● **SOURCE EXTRACT**
Meanwhile, at a holiday party, the chair of the Preservation Committee, a founder of the association and a walking repository of neighborhood history sat with my husband making small talk. I was very happy that I would be interviewing him the next day to capture his wealth of information on film. One minute he was chatting and the next he was on the floor, dying of a heart attack.

Fast forward through 3 months of frantic, feather-flying wing building.

I arrived at the theater the afternoon of the showing exhausted and starved. As of one slim day earlier, I had a film in the can. Ticket sales had been brisk so I was relieved that I would not look the total fool. As attendees began arriving, I ducked into the ladies’ room to eat my one meal of the day and dress. I called my mother to let her know that all was well, tossed down some food, washed my face and changed my clothes.

One of the main characters in the film was a woman who had been born in the neighborhood in 1926 and lived there her whole life. Perceptive and articulate she wove tales of the early years. One tale was a childhood story that we titled, The Balloon Factory. Our neighborhood was bordered by a river surrounded by woods- the perfect place for young lovers. She and her little friends had found condoms there and brought them home, thinking that they were balloons. They had filled them with water and pinned them on the garage door for a game of water dart when her mother came out of the house to investigate.

● **PROVIDED MATERIAL**
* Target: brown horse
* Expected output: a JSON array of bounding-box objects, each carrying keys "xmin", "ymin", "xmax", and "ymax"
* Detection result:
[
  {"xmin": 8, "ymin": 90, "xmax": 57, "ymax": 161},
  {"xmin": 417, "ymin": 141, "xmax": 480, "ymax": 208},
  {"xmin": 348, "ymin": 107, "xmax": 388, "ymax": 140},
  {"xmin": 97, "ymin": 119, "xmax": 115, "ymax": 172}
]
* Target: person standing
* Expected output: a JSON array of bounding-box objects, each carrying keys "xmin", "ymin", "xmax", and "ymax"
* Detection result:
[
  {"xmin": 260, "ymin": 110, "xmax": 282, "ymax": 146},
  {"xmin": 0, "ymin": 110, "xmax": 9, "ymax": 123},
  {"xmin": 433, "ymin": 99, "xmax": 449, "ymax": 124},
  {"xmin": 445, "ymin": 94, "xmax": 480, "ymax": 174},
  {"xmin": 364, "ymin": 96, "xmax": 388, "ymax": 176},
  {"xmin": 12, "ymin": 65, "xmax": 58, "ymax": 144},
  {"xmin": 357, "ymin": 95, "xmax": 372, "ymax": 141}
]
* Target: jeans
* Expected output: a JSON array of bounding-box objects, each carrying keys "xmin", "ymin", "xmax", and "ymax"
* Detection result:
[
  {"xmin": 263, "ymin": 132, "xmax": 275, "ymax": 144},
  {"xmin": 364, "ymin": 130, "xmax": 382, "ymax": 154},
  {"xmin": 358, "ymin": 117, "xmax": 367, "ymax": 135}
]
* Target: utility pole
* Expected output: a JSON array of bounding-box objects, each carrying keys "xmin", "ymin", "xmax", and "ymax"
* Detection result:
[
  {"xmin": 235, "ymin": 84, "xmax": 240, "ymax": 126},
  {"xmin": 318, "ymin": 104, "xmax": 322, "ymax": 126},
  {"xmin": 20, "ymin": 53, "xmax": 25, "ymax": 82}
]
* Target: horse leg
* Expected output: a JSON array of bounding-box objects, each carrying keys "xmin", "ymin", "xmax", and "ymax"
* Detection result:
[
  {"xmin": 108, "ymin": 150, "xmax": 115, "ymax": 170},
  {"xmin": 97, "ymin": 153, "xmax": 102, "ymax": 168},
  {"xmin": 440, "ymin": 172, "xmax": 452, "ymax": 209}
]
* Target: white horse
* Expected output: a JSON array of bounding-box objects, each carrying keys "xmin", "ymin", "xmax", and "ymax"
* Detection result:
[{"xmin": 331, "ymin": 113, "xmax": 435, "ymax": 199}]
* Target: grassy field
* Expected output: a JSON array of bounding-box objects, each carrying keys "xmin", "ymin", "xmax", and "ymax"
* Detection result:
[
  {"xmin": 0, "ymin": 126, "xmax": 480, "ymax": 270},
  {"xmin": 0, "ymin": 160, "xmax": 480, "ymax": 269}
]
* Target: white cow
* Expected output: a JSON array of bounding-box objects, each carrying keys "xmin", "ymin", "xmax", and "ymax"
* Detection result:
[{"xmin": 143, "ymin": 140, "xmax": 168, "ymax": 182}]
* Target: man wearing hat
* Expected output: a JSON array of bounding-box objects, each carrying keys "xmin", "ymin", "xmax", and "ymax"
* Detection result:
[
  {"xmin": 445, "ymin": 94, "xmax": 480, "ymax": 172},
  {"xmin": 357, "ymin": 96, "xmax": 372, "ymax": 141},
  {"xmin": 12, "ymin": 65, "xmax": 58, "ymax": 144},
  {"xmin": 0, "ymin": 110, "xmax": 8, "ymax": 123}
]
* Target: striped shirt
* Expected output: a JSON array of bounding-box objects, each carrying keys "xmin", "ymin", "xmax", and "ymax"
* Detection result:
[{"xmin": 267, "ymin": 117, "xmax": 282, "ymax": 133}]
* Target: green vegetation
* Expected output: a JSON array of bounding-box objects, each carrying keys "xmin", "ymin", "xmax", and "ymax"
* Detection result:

● **GOAL 1**
In the neighborhood film passage, what reason does the narrator give for feeling relieved before the showing?
● **GOAL 2**
Write the next part of the neighborhood film passage, picking up after its final sentence.

● **TASK RESPONSE 1**
Ticket sales had been brisk, so she would not look the total fool.

● **TASK RESPONSE 2**
It was at this point I happened to emerge from the ladies to hear 1,500 throats truly roaring at her hilarious story.  It was the single most thrilling moment of my entire life.

Here’s my take on jumping off cliffs. JUST DO IT! You’ll build those wings and have a blast doing it!

P.S. Bradbury doesn’t mention that it requires a team to build your wings.  I am ever thankful for the friends I had who brought their own feathers, determination and hard work to each of my endeavors- our endeavors.  Thank you one more time!